[PAGE EXTRACT]
First things first, your divisors() function is wrong and does not work for perfect squares. To fix this, you need to take care of the sqrt(n) case separately:

def divisors(n):
    number_of_factors = 0
    for i in xrange(1, int(math.ceil(math.sqrt(n)))+1):
        if n % i == 0:
            number_of_factors +=2
        if i*i==n:
            number_of_factors -=1
    return number_of_factors

Now we come to the main part of the code. The important observation to improve your code is that the nth triangular number is given by T(n) = n(n+1)/2. Now, n and n+1 are coprime. If a and b are coprime numbers, the number of divisors of a*b is just the product of number of divisors of a and b.

This suggests the following improvement for the main part of the code:

for n in xrange(1,1000000):
    Tn=(n*(n+1))/2
    if n%2==0:
        cnt=divisors(n/2)*divisors(n+1)
    else:
        cnt=divisors(n)*divisors((n+1)/2)

(Bounding box annotation entries)
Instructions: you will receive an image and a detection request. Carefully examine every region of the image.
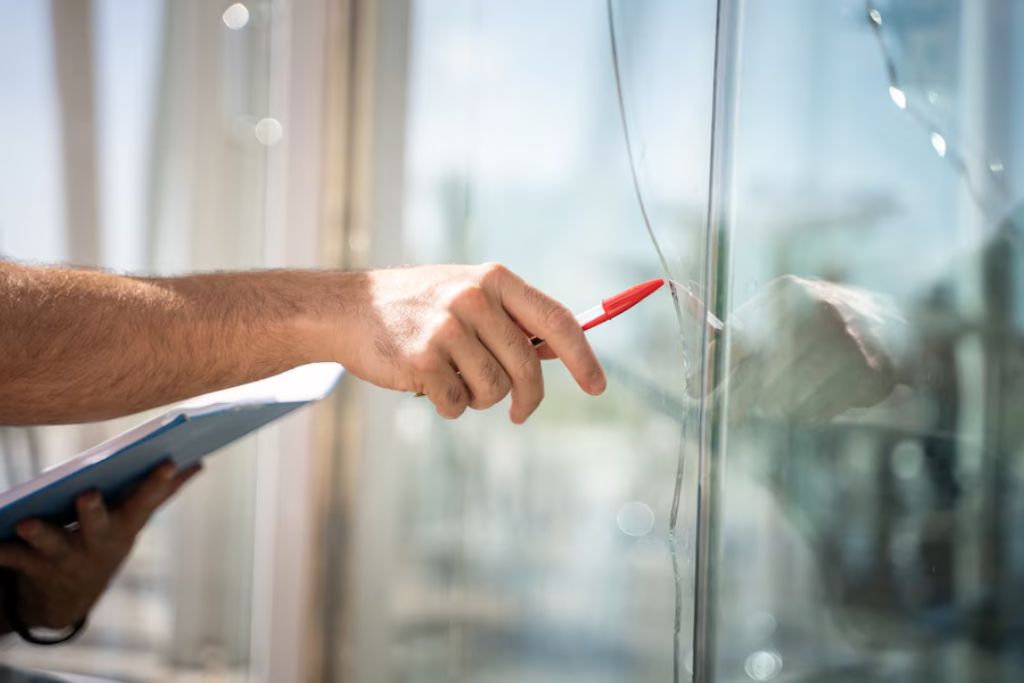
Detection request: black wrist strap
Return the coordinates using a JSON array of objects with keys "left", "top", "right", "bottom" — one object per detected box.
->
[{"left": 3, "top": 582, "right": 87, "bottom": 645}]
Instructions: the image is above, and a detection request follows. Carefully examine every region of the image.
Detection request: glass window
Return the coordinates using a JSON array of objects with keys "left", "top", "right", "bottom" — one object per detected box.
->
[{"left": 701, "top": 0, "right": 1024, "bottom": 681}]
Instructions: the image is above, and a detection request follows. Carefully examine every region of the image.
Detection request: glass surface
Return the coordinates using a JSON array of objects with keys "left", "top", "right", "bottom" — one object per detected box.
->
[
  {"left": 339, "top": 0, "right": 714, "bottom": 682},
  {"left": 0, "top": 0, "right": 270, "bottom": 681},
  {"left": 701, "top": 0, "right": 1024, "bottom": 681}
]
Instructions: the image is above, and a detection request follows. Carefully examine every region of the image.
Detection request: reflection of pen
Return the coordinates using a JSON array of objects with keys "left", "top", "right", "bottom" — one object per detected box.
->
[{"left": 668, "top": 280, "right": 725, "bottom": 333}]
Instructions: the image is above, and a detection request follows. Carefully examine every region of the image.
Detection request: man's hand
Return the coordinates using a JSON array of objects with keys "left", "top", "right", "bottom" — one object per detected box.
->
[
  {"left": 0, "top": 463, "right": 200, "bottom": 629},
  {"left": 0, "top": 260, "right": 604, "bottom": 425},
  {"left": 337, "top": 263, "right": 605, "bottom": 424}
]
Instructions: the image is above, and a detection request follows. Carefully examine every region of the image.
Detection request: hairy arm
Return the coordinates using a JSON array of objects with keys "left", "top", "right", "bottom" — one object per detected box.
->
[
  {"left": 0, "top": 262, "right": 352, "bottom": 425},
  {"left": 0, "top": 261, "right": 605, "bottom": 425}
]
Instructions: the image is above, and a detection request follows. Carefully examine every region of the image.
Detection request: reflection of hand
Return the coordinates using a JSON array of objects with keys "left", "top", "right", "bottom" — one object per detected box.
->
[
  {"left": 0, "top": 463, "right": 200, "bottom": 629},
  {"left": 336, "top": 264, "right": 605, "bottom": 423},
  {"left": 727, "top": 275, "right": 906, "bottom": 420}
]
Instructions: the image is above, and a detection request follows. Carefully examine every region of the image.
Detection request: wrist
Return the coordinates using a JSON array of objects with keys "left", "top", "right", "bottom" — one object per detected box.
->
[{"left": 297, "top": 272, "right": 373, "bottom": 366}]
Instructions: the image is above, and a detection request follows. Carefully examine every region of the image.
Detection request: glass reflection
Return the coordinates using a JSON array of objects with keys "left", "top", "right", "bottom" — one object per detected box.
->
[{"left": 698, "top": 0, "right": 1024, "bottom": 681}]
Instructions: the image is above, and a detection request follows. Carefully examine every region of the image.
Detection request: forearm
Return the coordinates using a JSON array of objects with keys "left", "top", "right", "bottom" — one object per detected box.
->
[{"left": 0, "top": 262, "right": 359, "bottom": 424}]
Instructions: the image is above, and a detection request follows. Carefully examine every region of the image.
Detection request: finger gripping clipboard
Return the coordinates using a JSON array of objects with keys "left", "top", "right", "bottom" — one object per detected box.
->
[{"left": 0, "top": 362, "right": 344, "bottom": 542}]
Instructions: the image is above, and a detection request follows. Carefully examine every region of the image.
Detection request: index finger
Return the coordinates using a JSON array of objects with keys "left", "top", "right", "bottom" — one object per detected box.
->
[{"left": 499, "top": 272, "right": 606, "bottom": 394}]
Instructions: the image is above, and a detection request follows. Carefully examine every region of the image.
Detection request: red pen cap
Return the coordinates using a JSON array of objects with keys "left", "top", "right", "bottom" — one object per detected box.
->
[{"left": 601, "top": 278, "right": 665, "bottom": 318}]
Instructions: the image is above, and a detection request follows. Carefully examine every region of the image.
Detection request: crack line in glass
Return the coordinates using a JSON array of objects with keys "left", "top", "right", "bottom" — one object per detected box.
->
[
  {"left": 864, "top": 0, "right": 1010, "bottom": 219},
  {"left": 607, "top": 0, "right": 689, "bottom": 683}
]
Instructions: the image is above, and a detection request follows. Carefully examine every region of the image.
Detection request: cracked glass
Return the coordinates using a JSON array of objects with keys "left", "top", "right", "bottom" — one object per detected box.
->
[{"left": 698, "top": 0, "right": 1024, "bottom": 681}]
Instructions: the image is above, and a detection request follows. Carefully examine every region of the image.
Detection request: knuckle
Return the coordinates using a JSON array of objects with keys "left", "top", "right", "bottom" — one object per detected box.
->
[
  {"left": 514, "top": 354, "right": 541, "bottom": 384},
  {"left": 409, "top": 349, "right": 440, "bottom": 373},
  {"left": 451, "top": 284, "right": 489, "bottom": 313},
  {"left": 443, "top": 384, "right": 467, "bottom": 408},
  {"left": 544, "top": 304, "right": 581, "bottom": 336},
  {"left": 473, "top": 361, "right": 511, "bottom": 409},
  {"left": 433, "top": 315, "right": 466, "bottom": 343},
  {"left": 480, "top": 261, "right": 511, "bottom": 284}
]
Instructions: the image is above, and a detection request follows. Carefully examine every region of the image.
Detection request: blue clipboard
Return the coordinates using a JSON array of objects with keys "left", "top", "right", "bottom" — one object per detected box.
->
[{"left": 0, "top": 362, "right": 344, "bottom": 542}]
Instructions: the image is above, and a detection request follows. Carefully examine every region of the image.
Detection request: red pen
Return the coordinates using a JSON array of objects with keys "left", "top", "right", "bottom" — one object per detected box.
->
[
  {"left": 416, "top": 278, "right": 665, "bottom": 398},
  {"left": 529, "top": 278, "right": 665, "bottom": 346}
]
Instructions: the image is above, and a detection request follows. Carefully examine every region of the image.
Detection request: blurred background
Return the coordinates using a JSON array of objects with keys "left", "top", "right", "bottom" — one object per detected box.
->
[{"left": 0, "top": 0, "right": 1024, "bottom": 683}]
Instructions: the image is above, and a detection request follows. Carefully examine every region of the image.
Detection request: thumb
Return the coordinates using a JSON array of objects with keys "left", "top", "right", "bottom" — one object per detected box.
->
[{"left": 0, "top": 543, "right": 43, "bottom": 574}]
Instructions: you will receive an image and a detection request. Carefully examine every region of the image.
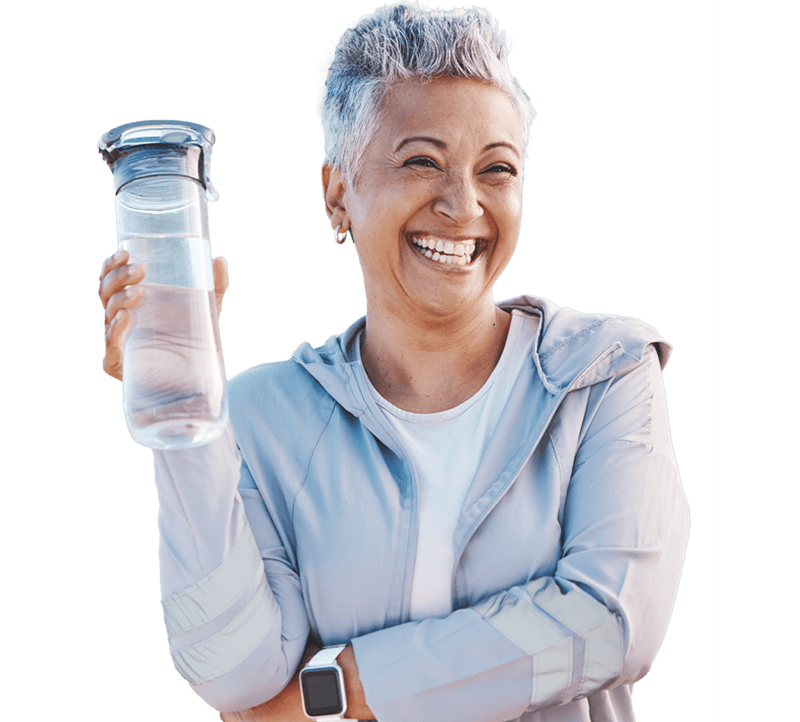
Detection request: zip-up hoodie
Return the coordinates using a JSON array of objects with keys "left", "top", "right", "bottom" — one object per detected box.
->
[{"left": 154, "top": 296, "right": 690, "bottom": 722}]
--
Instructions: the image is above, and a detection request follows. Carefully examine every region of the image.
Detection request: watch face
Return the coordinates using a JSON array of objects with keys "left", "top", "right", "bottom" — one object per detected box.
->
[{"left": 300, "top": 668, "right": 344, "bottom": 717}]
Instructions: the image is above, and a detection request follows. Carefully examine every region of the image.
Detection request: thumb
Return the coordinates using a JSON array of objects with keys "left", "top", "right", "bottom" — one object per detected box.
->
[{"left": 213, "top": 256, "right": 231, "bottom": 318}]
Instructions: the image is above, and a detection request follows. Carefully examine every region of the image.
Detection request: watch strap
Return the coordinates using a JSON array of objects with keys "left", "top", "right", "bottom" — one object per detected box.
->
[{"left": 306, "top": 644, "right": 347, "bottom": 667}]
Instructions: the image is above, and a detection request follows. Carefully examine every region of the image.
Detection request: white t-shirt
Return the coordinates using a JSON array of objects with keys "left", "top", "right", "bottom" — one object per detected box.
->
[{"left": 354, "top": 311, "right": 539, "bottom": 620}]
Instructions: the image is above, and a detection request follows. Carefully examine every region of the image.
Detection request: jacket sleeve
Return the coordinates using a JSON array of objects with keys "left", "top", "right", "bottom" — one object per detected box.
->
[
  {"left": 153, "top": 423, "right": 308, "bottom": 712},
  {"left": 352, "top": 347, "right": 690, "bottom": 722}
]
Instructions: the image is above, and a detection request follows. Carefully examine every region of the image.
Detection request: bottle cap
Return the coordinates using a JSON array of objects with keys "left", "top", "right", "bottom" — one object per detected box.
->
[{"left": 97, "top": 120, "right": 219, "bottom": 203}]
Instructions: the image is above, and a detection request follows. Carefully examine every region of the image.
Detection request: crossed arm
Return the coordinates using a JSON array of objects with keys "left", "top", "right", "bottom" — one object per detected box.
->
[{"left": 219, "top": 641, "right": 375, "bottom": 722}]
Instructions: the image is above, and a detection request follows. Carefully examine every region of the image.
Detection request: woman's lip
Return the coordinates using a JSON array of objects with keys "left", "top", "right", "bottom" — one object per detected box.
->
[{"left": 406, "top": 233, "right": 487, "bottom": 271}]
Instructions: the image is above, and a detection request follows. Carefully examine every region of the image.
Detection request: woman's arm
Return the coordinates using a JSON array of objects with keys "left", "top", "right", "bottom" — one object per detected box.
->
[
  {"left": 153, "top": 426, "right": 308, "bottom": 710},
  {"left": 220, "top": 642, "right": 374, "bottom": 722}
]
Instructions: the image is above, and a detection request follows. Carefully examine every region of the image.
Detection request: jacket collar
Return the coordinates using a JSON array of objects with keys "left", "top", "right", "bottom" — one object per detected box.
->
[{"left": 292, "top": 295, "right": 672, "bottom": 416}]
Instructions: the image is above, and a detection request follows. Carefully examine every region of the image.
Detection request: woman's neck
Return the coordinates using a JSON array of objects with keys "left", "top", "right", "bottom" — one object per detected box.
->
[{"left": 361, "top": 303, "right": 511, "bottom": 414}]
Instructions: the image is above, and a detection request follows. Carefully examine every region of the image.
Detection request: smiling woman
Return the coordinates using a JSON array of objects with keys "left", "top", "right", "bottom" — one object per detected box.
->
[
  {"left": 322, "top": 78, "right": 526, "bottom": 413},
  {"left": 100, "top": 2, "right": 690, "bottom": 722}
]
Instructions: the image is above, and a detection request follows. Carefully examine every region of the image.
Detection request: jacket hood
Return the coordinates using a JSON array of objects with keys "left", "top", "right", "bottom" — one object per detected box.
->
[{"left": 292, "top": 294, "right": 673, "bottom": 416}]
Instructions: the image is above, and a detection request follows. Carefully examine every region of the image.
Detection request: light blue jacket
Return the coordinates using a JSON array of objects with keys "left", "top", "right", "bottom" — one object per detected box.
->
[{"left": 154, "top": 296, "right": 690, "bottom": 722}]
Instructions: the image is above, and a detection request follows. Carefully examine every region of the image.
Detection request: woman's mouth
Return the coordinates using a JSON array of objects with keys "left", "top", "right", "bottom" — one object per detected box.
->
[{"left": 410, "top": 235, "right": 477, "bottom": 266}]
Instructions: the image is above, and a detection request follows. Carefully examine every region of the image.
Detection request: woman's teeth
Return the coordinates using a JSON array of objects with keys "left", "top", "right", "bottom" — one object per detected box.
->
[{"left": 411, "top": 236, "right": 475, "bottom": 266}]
---
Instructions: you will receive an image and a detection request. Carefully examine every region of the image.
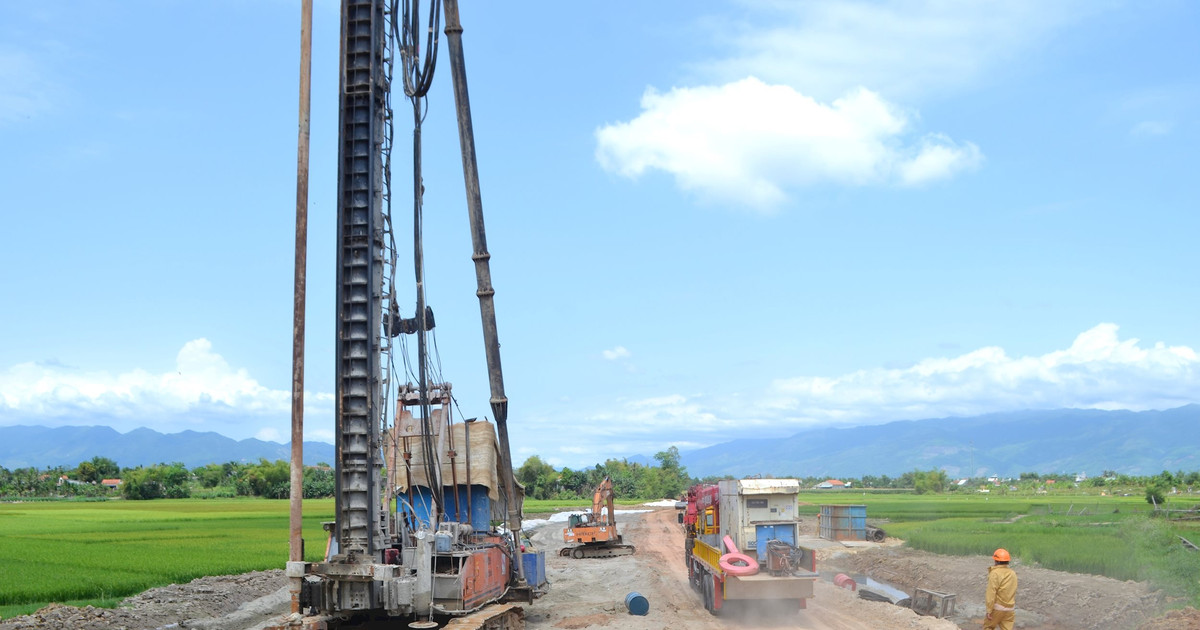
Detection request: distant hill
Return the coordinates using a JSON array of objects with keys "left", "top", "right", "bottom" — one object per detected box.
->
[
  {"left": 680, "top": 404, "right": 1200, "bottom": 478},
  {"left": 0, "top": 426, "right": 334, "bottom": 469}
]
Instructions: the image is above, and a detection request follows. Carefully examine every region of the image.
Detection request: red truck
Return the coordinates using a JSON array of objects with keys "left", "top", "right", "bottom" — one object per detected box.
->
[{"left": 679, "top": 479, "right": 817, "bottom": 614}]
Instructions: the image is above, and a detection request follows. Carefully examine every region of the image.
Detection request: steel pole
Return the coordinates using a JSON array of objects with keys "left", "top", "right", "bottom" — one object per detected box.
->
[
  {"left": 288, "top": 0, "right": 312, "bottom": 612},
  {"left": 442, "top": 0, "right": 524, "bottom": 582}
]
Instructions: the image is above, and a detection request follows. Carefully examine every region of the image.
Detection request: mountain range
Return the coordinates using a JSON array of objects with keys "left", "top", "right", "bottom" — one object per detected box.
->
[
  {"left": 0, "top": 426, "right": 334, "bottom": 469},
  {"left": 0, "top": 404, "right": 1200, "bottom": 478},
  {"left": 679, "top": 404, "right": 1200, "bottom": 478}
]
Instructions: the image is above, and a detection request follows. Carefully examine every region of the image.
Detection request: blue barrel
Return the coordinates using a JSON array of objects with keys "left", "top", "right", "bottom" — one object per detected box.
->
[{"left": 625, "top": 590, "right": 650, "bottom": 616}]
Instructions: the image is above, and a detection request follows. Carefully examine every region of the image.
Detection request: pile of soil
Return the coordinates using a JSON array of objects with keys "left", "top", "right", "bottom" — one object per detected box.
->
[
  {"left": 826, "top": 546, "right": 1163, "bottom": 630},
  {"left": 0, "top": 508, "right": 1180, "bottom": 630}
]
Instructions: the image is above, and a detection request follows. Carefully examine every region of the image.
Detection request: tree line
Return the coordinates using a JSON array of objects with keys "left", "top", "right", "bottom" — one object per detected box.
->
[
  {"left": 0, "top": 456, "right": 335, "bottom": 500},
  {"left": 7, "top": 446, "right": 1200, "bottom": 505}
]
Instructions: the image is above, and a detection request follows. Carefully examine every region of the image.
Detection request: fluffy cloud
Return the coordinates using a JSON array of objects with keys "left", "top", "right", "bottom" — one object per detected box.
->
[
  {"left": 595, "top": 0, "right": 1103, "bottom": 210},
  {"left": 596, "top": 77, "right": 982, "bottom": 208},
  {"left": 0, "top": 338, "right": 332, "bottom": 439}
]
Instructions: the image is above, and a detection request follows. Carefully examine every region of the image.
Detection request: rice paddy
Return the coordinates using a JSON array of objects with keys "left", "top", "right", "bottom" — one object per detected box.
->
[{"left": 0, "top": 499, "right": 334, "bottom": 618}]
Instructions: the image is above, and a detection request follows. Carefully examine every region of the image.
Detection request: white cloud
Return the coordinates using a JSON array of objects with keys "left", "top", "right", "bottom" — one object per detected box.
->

[EXERCISE]
Return the portion of the answer on counting divisors of triangular numbers from "This suggests the" to "cnt=divisors(n/2)*divisors(n+1)", copied word for word.

[OUTPUT OF THE TASK]
This suggests the following improvement for the main part of the code:

for n in xrange(1,1000000):
    Tn=(n*(n+1))/2
    if n%2==0:
        cnt=divisors(n/2)*divisors(n+1)